La Casa's specialty is seafood, and it's abundant in the restaurant's signature Seven Seas Soup, crafted from a Castellanos family recipe. A base of spiced broth and vegetables becomes almost a stew with buckets of octopus, calamari, shrimp, crab legs, fish, scallops and oysters. Shrimp is first-rate, like the culichi recipe, smothered in a tangy green chile/cheese/sour cream blend and baked in the oven. And while one companion laments that, at $18, oysters on the half-shell are too expensive, he shuts up when the plate of fresh raw critters arrives. A spritz of lemon, some hot sauce, and he's a happy guy.
A cheese crisp is a good way to get a meal started. It's a bit different: Layers of large torn pieces of flour tortilla are draped in lots of slightly sour Mexican white cheese, and baked with a small scatter of pico de gallo. I like to follow that with pollo asado, a generous serving of chicken colored red with seasoning and grilled. The bird comes with creamy refrieds draped in white cheese, nice orange-toned rice, a flour tortilla, and a salad of crunchy iceberg, tomato, cucumber and avocado.
1420 N. 24th St.
Phoenix, AZ 85008
Region: East Phoenix
602-275-8565. Hours: Breakfast, lunch and dinner, Sunday through Thursday, 10 a.m. to 10 p.m.; Friday and Saturday, 9 a.m. to 1 a.m.
I'd been gushing about my new musical pastime to a friend, who eyed me skeptically. So I wasn't too surprised when he hesitated to join me for a La Casa breakfast one Sunday morning. "The mariachis aren't there now, are they?" he wondered politely.

Actions to take:
1. According to the La Casa restaurant review, how much do the oysters on the half-shell cost?
2. Continue the La Casa restaurant review from its last sentence.
The records have no connection to the text.

Location annotation dataset excerpts:
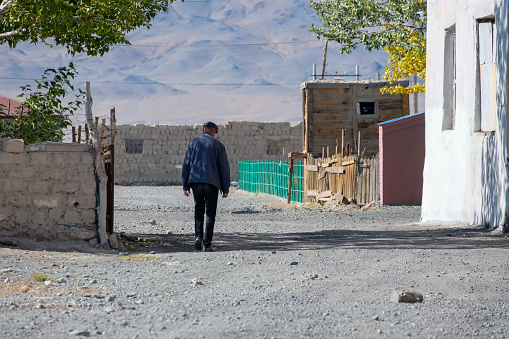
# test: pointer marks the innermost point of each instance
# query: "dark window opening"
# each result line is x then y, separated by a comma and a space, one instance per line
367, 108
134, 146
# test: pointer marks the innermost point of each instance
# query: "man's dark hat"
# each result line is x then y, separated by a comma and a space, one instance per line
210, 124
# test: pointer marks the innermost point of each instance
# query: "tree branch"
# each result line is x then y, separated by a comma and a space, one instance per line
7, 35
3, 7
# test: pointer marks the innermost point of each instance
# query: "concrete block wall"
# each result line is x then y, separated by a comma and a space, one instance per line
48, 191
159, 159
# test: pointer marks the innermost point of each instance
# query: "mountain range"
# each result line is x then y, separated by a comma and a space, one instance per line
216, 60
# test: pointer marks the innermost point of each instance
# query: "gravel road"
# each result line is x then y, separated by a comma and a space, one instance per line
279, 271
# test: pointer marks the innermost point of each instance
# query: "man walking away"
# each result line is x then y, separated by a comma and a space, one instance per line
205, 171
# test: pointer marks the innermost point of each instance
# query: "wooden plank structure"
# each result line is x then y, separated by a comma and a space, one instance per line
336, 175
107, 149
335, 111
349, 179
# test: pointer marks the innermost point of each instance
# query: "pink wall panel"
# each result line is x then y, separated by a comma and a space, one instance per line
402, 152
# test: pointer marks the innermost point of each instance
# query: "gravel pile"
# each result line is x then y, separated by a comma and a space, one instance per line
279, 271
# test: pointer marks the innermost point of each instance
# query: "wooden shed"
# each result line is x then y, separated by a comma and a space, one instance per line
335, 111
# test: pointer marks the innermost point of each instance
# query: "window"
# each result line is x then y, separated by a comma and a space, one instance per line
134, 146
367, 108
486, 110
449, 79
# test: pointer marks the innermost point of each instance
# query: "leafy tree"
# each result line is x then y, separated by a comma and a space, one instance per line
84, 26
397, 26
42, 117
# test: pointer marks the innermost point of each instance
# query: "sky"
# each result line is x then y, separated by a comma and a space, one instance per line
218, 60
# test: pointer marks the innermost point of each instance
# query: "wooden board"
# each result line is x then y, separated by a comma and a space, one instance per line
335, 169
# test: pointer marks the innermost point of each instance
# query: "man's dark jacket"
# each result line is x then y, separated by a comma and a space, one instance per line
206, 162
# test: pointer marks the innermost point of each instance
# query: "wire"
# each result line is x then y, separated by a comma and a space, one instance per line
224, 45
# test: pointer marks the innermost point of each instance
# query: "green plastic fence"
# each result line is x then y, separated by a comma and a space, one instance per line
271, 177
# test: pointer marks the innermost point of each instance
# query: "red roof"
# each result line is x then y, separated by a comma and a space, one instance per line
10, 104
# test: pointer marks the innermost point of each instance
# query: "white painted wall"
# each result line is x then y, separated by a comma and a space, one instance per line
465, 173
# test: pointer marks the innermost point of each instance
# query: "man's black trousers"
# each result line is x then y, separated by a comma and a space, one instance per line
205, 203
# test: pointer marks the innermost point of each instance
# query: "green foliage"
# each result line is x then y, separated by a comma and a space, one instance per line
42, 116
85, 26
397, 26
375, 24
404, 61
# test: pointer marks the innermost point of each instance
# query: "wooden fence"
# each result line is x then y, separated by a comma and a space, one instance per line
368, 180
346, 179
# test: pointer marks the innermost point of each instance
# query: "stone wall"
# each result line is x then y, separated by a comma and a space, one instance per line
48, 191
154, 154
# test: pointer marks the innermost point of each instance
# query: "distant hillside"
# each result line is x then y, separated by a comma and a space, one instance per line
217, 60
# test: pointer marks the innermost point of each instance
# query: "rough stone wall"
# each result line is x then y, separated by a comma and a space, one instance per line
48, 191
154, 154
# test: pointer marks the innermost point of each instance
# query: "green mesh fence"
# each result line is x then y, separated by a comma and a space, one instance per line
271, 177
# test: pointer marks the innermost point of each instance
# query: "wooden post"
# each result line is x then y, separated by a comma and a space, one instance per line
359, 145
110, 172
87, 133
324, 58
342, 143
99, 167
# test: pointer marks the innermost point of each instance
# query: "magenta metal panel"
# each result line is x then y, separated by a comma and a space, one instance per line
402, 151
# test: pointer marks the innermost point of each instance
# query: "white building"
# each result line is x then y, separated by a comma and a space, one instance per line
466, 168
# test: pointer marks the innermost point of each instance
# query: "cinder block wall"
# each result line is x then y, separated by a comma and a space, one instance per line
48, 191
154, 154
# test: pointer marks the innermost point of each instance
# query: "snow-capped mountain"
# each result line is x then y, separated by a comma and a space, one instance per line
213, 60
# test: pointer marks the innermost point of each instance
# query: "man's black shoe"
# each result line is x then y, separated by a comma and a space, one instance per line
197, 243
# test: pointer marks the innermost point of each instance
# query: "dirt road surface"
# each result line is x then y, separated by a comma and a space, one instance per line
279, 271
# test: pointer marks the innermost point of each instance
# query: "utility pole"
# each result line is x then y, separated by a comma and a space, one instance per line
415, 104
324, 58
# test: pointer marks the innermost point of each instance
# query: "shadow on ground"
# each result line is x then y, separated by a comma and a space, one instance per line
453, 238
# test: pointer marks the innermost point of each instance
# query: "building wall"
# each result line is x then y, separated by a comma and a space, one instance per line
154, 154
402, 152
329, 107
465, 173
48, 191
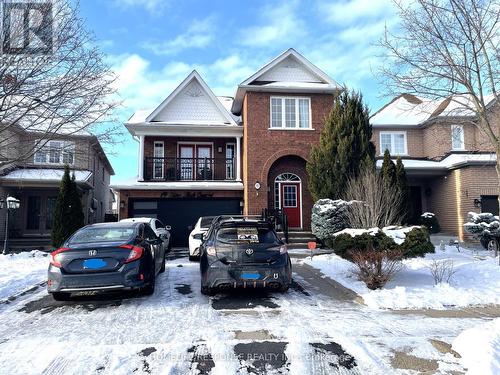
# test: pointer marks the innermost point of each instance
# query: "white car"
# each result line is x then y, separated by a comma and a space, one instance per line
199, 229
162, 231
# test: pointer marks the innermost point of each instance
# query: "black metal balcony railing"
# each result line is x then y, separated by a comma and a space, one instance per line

Answers per task:
1. $18

2.
They're not, although it's not exactly a low-key repast, with the TVs blaring Spanish stations and offbeat music thumping from the speakers (my companion decides we're listening to Mexican children's rap, with a backbeat of instruments from India). Several diners around us are doing quick work on Bloody Marys. Not a bad idea.
We can start the day with cheese enchiladas, cheese chilaquiles (sort of a tortilla casserole), chorizo or ham and eggs, or, my favorite, huevos rancheros. The traditional dish of two eggs over easy (required runny yolks) sits atop two small corn tortillas under a blanket of diced tomato, onion and chile. I make little flour tortilla burritos of egg, refrieds, rice and salad. My companion works his way through an omelet con verde, blended with salsa and cheese.
For all its virtues, La Casa isn't perfect. Its beef is tough and expensive ($9.50 for chewy carne asada, $14.95 for an average quality T-bone with French fries and vegetables). The chips and salsa are boring, with bland corn disks and a sludgy purée. Service is slow, and yes, the tab can be steep.
That said, everybody should come here at least once. Young, old, whatever your nationality. Come for breakfast, lunch, dinner or a late-night snack. Definitely come for the music.